DOCUMENT TEXT:
In a 1950s film from Idaho Department of Fish and Game, a narrator describes the scene: Beavers are loaded two at a time into drop boxes and loaded into a plane.
"The plane makes a careful approach, ready for the drop," the narrator says. "Now into the air and down they swing, down to the ground near a stream or a lake."
The boxes open and nature's engineers waddle away.
For years, people have talked about the program. In the 1940s and '50s, Idaho Department of Fish and Game captured "problem beavers" — those that were destroying private property — and moved them to areas where they could do some good, department spokesman Mike Keckler said. The department has now released footage from it, called "Fur for the Future."
"We believe it was successful," Keckler told The Washington Post. "But it was a unique approach to wildlife management to say the least."
Time magazine reported on beaver distribution in Idaho back in 1939. The Interior Department had been catching them and releasing them on eroded land that needed their dam-building skills. The cost? $8 per beaver. The reward: $300 worth of labor.
"The value of the North American beaver," the article said, "lies as much in his teeth and his temperament as in his fur."
But after World War II, beavers became a problem. People started to move to McCall, Idaho — once a timber town wrapped around Payette Lake that had been home to beavers. Soon, the critters were on property gnawing on trees and damming up rivers and streams, Keckler said. Conservation officers decided to move them to a spot in Idaho backcountry, but it was almost inaccessible.
Cue the parachuting beavers.
It all started in 1948 with a conservation officer named Elmo Heter and a beaver he fittingly named Geronimo.

WHAT IS EXPECTED: Copy from the beaver relocation article the passage starting with "Time magazine reported on" and going on through "beaver he fittingly named Geronimo.".

EXTRACTED MATERIAL:
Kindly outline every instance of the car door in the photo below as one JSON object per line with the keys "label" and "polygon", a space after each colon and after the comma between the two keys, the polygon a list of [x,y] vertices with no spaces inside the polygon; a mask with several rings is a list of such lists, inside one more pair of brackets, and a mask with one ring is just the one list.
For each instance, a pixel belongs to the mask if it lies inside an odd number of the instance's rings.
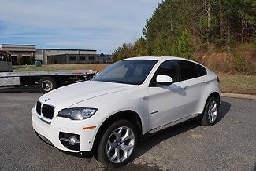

==

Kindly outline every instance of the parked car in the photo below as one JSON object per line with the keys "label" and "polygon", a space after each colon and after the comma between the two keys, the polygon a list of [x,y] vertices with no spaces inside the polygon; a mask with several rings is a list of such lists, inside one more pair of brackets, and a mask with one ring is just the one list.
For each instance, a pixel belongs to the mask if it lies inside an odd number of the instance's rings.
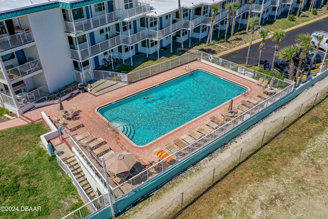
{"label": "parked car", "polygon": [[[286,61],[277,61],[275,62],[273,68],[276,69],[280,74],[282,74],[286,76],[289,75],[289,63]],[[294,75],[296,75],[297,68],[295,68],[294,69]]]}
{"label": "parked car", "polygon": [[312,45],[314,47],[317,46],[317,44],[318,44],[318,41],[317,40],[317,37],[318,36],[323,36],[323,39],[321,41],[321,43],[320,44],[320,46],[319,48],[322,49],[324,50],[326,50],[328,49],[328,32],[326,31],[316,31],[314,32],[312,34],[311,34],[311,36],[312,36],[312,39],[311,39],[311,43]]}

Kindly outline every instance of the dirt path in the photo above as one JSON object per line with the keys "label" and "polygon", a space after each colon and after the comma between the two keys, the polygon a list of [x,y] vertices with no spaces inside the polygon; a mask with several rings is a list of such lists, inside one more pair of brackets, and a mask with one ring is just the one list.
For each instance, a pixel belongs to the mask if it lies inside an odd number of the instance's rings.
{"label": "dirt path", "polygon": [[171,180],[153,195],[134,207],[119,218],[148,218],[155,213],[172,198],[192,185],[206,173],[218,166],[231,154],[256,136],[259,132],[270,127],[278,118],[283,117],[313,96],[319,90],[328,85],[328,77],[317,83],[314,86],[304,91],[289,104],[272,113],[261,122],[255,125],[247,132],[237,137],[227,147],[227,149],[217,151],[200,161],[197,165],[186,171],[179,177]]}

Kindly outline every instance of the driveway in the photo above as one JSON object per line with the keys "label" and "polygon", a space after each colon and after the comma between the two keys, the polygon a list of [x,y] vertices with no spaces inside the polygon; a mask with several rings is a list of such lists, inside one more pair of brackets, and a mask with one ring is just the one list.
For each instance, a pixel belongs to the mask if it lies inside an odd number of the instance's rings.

* * *

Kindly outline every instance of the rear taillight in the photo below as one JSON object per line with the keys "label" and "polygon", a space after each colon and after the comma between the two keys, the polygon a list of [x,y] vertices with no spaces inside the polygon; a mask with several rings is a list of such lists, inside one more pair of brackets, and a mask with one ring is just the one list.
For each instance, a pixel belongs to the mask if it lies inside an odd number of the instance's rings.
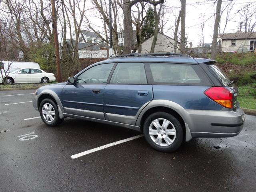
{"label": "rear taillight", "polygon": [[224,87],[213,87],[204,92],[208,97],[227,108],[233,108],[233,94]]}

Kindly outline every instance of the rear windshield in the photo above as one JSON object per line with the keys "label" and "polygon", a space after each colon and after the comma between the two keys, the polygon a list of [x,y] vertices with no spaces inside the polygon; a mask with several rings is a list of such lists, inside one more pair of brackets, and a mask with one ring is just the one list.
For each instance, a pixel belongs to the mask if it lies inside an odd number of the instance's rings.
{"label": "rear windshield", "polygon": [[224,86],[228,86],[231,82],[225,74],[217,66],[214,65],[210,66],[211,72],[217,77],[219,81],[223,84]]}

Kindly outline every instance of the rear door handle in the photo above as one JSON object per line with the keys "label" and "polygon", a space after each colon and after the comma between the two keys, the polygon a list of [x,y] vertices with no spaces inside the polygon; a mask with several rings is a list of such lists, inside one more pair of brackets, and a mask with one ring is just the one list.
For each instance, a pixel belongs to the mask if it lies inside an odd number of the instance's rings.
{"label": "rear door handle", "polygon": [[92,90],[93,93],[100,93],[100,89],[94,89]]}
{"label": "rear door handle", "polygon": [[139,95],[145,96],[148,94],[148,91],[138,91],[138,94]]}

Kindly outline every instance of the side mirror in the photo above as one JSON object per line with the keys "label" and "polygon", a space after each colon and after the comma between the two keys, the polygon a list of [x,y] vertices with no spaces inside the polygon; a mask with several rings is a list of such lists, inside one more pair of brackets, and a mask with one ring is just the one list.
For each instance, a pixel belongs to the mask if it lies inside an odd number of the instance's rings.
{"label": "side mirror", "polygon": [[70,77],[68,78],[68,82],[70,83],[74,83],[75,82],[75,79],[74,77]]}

OUTPUT BELOW:
Time magazine reported on beaver distribution in Idaho back in 1939. The Interior Department had been catching them and releasing them on eroded land that needed their dam-building skills. The cost? $8 per beaver. The reward: $300 worth of labor.
"The value of the North American beaver," the article said, "lies as much in his teeth and his temperament as in his fur."
But after World War II, beavers became a problem. People started to move to McCall, Idaho — once a timber town wrapped around Payette Lake that had been home to beavers. Soon, the critters were on property gnawing on trees and damming up rivers and streams, Keckler said. Conservation officers decided to move them to a spot in Idaho backcountry, but it was almost inaccessible.
Cue the parachuting beavers.
It all started in 1948 with a conservation officer named Elmo Heter and a beaver he fittingly named Geronimo.